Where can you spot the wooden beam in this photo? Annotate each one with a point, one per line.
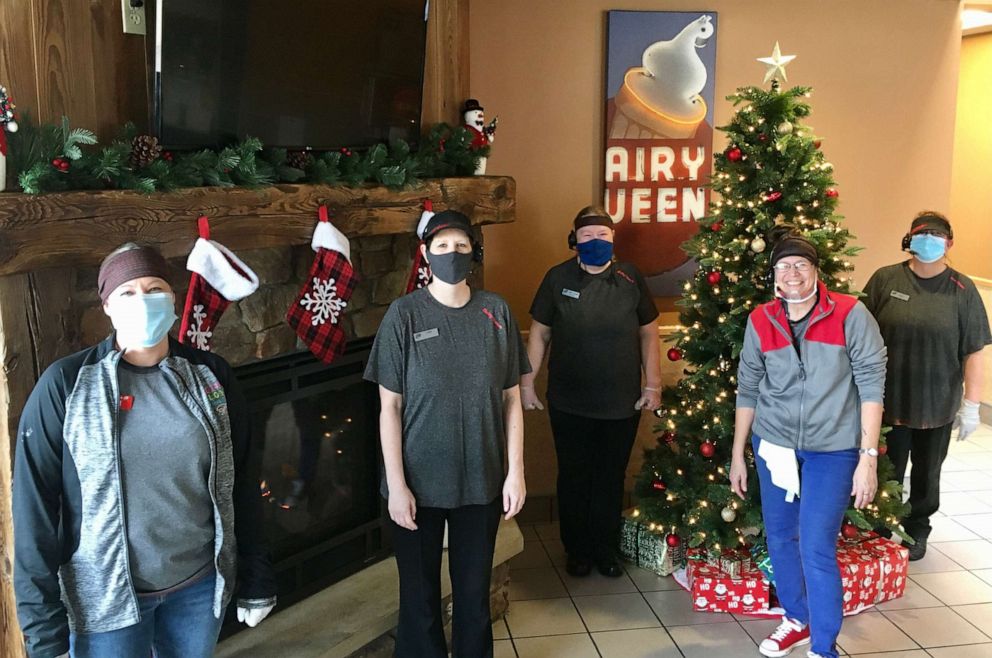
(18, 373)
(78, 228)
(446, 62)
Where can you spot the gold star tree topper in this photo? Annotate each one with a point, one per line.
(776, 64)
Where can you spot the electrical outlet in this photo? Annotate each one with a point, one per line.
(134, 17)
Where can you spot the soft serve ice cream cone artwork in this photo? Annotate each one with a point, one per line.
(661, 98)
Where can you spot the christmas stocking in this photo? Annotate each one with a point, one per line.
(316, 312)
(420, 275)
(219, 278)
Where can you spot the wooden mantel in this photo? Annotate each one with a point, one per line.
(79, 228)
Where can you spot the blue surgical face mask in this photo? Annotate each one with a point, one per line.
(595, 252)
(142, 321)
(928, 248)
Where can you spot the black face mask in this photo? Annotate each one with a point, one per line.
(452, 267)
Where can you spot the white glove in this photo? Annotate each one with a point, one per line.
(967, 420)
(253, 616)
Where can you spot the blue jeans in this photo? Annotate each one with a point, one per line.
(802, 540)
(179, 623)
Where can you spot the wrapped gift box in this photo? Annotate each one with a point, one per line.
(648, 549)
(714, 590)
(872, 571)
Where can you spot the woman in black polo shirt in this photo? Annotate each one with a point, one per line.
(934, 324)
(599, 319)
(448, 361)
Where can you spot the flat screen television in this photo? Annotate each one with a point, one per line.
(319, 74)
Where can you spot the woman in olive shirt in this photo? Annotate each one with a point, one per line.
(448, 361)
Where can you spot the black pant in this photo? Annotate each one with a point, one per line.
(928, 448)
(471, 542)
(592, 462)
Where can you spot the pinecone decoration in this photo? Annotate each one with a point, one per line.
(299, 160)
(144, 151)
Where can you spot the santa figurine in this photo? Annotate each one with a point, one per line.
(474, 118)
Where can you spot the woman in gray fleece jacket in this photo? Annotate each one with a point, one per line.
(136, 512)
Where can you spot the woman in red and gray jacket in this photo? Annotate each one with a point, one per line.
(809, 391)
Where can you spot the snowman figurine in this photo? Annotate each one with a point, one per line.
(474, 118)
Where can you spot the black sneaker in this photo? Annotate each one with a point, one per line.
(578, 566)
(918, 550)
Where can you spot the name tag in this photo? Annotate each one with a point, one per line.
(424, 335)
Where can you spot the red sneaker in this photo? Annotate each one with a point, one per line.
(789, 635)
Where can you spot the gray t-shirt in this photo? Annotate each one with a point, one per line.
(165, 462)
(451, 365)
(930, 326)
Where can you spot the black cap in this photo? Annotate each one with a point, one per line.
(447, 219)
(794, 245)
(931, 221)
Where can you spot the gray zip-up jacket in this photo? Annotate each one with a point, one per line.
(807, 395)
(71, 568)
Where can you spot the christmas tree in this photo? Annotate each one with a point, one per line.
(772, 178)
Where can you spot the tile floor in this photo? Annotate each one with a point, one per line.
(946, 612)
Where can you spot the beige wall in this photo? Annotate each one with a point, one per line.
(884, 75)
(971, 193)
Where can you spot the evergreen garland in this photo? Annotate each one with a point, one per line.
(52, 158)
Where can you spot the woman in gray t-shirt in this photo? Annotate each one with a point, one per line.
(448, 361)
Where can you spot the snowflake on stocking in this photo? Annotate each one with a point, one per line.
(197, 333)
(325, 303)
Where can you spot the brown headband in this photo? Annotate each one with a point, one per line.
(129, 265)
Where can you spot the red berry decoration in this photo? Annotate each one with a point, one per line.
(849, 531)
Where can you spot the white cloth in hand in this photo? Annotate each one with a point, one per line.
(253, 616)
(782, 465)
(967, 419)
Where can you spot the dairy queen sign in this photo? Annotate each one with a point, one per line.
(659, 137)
+++
Required task: Repeat each line of the records above exactly, but do not copy the pictures.

Correct result:
Where can you spot the wooden beam in this photo? Annotate each one with a point, one per line.
(18, 373)
(78, 228)
(446, 62)
Where can you spot the gold star tree topper in this photo? Annotate each one with a point, one per line.
(776, 64)
Where can you spot the electrical outlet in this photo? Annotate each one with a point, one per line.
(134, 17)
Where can you spot the soft serve ice cream cone artwork in this photo? Annotate each one with a point, one per line.
(661, 98)
Where can you spot the christmas stocking in this photo? Annotate each one with a point, one per line.
(316, 312)
(420, 275)
(219, 278)
Where can you spot the wooden mantel in this photo? Annotate each one with a point, one per line.
(79, 228)
Where can you spot the blue surgical face mask in this photo? Annotate each one with a point, one per line.
(595, 252)
(142, 321)
(928, 248)
Where can you spot the black face mask in this photo? Annotate each one with a point, one per line.
(452, 267)
Where can you spot the white glove in this photo? Annotate each one with a point, one per line.
(967, 420)
(253, 616)
Where can you spot the blue jeans in this photo? Annotate each one with a point, one per line.
(802, 540)
(179, 623)
Where can you spot the wrapped gift box in this photo? Annotate each one with a point, one per line.
(648, 549)
(714, 590)
(872, 571)
Where can you spot the woman in black polo shirt in this photo? Annotate each one with a point, one per line.
(934, 324)
(599, 319)
(448, 361)
Where can you spot the flat screen television in this photo? Annotate each one with a point, one per line.
(319, 74)
Where can you spot the woman in olive shirt in this photo? Annotate each one with a point, one per line.
(448, 361)
Where can you spot the black pant in this photo? Annotate each one with a point, one per line.
(928, 448)
(471, 542)
(592, 462)
Where can you spot the pinecone decoration in this photo? Annotate each one with a point, one per line.
(299, 160)
(144, 151)
Where can you spot the santa figurine in this photo? Annotate each one with a point, one per line.
(474, 118)
Where can you spot the woman in gray fleece jacket in this photo? Annotate each one with a point, one per line.
(136, 512)
Where can you spot the woman in red and gray jacket in this photo? Annotate each one with a point, one per line.
(809, 391)
Where can you spot the snowman figurine in this photo? Annotate each one with a point, one per line.
(474, 118)
Where can you spot the black sneaker in this photo? Annotate each one with a point, one per line.
(578, 566)
(918, 550)
Where can you spot the name tag in this photo? Annotate each one with a point, one per line.
(424, 335)
Where can you spot the red sneaker in this photo? Annotate each one with a point, one per line.
(789, 635)
Where can you spot the gray t-shirt in this photo? Annotate each one with a point, one per line.
(165, 462)
(451, 365)
(930, 326)
Where can you spot the black cap in this photo? Annotate each one with a point, one per line.
(447, 219)
(794, 245)
(931, 221)
Where can you spot the gray zip-up jacket in this photo? Annotate each one with a point, one per line.
(807, 395)
(71, 568)
Where can you spot the christmas tree in this photo? Annotate each one with a point, one per line.
(772, 178)
Where can you spot the tile floor in this photo? Annotate each one with a point, one per line.
(946, 612)
Where can you spot the beige wall in this photo? Annotate each one with a point, one per line.
(884, 75)
(971, 193)
Where can you spot the evergreen garland in this photo? Annotate each one with a point, one per line.
(52, 158)
Where can you spot the woman in gray t-shirt in this photo? Annotate each one with a point, one per line.
(448, 361)
Where can you spot the snowflake on stocking in this photo? Annotate each one with a point, one per line.
(197, 333)
(325, 303)
Where can you spot the brown headband in this photo? Annotate each one with a point, one per line.
(129, 265)
Where can you spot the red berry decoration in this photo? Annotate each one with a point, one per line.
(849, 531)
Where can you spot the white cloth in hand in this photo? Annotate each one with a point, one per line.
(253, 616)
(782, 465)
(967, 419)
Where can you spot the dairy queen sign in this photo? Annotate each one with a point, one per line.
(659, 137)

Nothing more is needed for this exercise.